■ **HOW TO COMPLETE THIS TASK**:
Exactly as written, print each of the entries.
——
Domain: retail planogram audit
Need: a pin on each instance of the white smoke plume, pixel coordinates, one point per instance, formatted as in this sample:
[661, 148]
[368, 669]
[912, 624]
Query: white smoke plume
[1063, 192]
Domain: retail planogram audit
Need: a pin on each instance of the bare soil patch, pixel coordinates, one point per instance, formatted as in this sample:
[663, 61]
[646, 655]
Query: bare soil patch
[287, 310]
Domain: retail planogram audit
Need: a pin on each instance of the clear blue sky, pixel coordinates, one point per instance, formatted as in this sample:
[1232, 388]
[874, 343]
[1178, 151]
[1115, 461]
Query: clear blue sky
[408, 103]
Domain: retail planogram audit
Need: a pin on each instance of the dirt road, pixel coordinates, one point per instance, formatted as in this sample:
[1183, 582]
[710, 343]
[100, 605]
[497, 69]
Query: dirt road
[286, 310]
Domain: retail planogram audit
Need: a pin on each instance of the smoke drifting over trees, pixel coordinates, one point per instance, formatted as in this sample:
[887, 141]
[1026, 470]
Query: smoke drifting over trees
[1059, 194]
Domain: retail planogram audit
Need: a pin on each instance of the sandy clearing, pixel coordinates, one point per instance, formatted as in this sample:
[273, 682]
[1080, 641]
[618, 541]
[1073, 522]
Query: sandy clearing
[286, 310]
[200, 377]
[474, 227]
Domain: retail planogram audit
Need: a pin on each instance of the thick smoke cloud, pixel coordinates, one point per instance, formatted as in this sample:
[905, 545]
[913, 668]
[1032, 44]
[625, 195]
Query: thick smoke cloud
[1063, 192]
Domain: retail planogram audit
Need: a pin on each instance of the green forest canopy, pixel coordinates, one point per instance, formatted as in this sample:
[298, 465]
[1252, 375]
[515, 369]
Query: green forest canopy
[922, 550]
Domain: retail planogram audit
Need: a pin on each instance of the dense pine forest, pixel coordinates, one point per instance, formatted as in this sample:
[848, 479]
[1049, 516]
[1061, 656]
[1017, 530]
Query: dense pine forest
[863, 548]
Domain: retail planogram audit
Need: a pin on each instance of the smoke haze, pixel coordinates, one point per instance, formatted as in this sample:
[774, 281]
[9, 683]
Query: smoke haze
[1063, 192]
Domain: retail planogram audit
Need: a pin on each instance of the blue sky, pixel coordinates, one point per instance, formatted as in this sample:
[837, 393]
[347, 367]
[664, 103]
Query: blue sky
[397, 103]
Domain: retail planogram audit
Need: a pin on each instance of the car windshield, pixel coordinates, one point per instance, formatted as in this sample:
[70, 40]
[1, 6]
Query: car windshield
——
■ **SOLUTION TO THE EXERCISE**:
Domain: retail planogram audit
Need: a pin on each instance of the white smoke plume, pixel coordinates, one point per instance, formatted as in this sample:
[661, 148]
[368, 669]
[912, 624]
Query: white smoke plume
[1063, 192]
Domain: retail planogram audit
Need: a pin on each instance of the bare soil patch, pixel coordinates, one point per instance, formatted as in this sample:
[663, 61]
[646, 655]
Query: bare soil patch
[287, 310]
Domain: retail planogram audit
Need: a pin on each instance of the clear blue sky, pixel coordinates, one point per instance, formatted as in this sample:
[1232, 388]
[874, 343]
[1178, 151]
[1115, 461]
Query: clear blue sky
[408, 103]
Domain: retail planogram audit
Need: a pin on each instance of the dirt road, pixel coordinates, one point per instance, formatted as in this sample:
[1183, 582]
[710, 343]
[100, 605]
[497, 69]
Query: dirt road
[286, 310]
Domain: retail planogram audit
Need: a pin on each instance of the smoke drifting over trees, pixel coordinates, one point per instance, formatted as in this sample:
[887, 141]
[1026, 470]
Query: smoke drifting over trees
[1059, 194]
Domain: retail planogram audit
Need: a pin on each instance of the sandy clearing, pixel coordinates, one point per instance, formatted as in this sample:
[273, 682]
[1080, 641]
[618, 541]
[1073, 522]
Query: sandy clearing
[286, 310]
[200, 377]
[474, 227]
Domain: retail planogram audit
Need: a pin on each instance of the thick smoke cloud, pixel coordinates, one point per instance, formatted as in this sample:
[905, 545]
[913, 668]
[1032, 44]
[625, 195]
Query: thick smoke cloud
[1063, 192]
Domain: retail planogram audit
Need: a pin on each instance of the green forest canopy, pixel coordinates, one point per instance, formatted as in this sample:
[298, 465]
[1252, 375]
[515, 369]
Query: green forest canopy
[922, 550]
Domain: retail planogram audit
Need: a pin on each instance of the dense pine forest, pixel coordinates, one point per instance, formatted as in this sample:
[848, 479]
[1049, 516]
[1061, 656]
[1017, 530]
Query: dense pine forest
[863, 548]
Domain: retail planogram audit
Need: a pin on each instance of the smoke haze, pixel coordinates, one point per instance, formatted as in this sample:
[774, 281]
[9, 683]
Query: smoke haze
[1063, 192]
Domain: retail planogram audit
Need: a pin on each instance of the blue sky, pixel coordinates, one point per instance, formatted as in this sample:
[837, 393]
[347, 367]
[664, 103]
Query: blue sky
[397, 103]
Domain: retail planogram audit
Need: a pin on each instance of the car windshield, pixel coordinates, one point per instance, formatted as in this sample:
[70, 40]
[1, 6]
Query: car windshield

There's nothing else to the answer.